The judges vacated the trial court’s order to the extent it suggested a court cannot consider an employer’s motion for partial summary judgment at a preliminary stage of the case.
However, the Board also found that the trial court correctly held that a judge isn’t required to address these issues before the compensation hearing. Stated another way, a hearing on a motion for summary judgment and the compensation hearing may take place on the same day.
This is because, as pointed out in Hollis v. Komyo America, the trial court has significant discretion to determine when to conduct a hearing on a party’s motion for summary judgment. The trial court “must balance the interests of both parties, give each side a reasonable and meaningful opportunity to prepare for the motion hearing, and set the hearing as expeditiously as it deems appropriate.”
The Board concluded that the trial court didn’t abuse its discretion in resetting the employer’s motion for partial summary judgment for the same day as the compensation hearing and affirmed that portion of the judgment.
The cases in Oldham, as well as the Oldham decision itself, offer valuable instruction for motions for summary judgment. They should be a useful guide for any future motions.

A recent view from Rock City–photo by the author.
And don’t forget court rules. Motions for summary judgment may only be filed after the judge in your case issues a scheduling order. Additionally, the moving party must contact the judge’s staff to obtain a hearing date for the motion for summary judgment and provide any self-represented opposing party with a copy of the rule on which the motion is based. If you’re opposing a motion for summary judgment, you have until five days before the motion hearing to submit a written response, stating your reasons for opposing the motion.

* [Dataset entries]
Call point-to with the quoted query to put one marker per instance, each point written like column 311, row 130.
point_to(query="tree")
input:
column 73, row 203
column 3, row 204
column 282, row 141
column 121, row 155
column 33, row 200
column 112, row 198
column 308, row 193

* [Instruction 1]
According to the passage on summary judgment motions, how long does a party opposing a motion for summary judgment have to submit a written response?
* [Instruction 2]
Reproduce the passage on summary judgment motions from "This is because, as" up to and including "of the judgment.".
The listing is not needed for this work.

* [Exercise result 1]
Until five days before the motion hearing.

* [Exercise result 2]
This is because, as pointed out in Hollis v. Komyo America, the trial court has significant discretion to determine when to conduct a hearing on a party’s motion for summary judgment. The trial court “must balance the interests of both parties, give each side a reasonable and meaningful opportunity to prepare for the motion hearing, and set the hearing as expeditiously as it deems appropriate.”
The Board concluded that the trial court didn’t abuse its discretion in resetting the employer’s motion for partial summary judgment for the same day as the compensation hearing and affirmed that portion of the judgment.